QUOTED PASSAGE:
══════════
Terms like secret dating, private dating or secret romance refer to the concept of dating or romance between people who wish keep it private from others they might otherwise normally inform. It often overlaps with concepts like forbidden love (such as in affairs or disputes between families). It is presented in titles such as Secret Love.

Reasons for secret dating

Sexual orientation (LGBT)
Homosexuality and LGBT identity is a taboo in some regions of the world, including in most of Africa and Asia. It is therefore, not difficult to see people involved in secret dating with same sex partners in those regions of the world. An historian, Daniel Rivers threw light on how gay parents were in constant fear in the early '70s and '80s of losing their children, in his book, Radical Relations: Lesbian Mothers, Gay Fathers, and Their Children in the United States since World War II.

Older women looking for young men
One of the factors that make people resort to secret dating is their age. Some women prefer to date younger men in their twenties. Because this is not a norm in their society, they may experiment with distance relationships.
══════════
SOURCE DATA:
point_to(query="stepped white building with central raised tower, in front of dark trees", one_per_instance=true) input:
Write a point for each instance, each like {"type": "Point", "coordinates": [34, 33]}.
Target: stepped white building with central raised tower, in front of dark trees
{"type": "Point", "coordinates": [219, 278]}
══════════
PROBLEM REQUIREMENTS: Rewrite the part of the secret dating text starting at "Reasons for secret" and ending at "with distance relationships.", using "areas" in place of "regions".

RESPONSE FOR THIS EXERCISE:
Reasons for secret dating

Sexual orientation (LGBT)
Homosexuality and LGBT identity is a taboo in some areas of the world, including in most of Africa and Asia. It is therefore, not difficult to see people involved in secret dating with same sex partners in those areas of the world. An historian, Daniel Rivers threw light on how gay parents were in constant fear in the early '70s and '80s of losing their children, in his book, Radical Relations: Lesbian Mothers, Gay Fathers, and Their Children in the United States since World War II.

Older women looking for young men
One of the factors that make people resort to secret dating is their age. Some women prefer to date younger men in their twenties. Because this is not a norm in their society, they may experiment with distance relationships.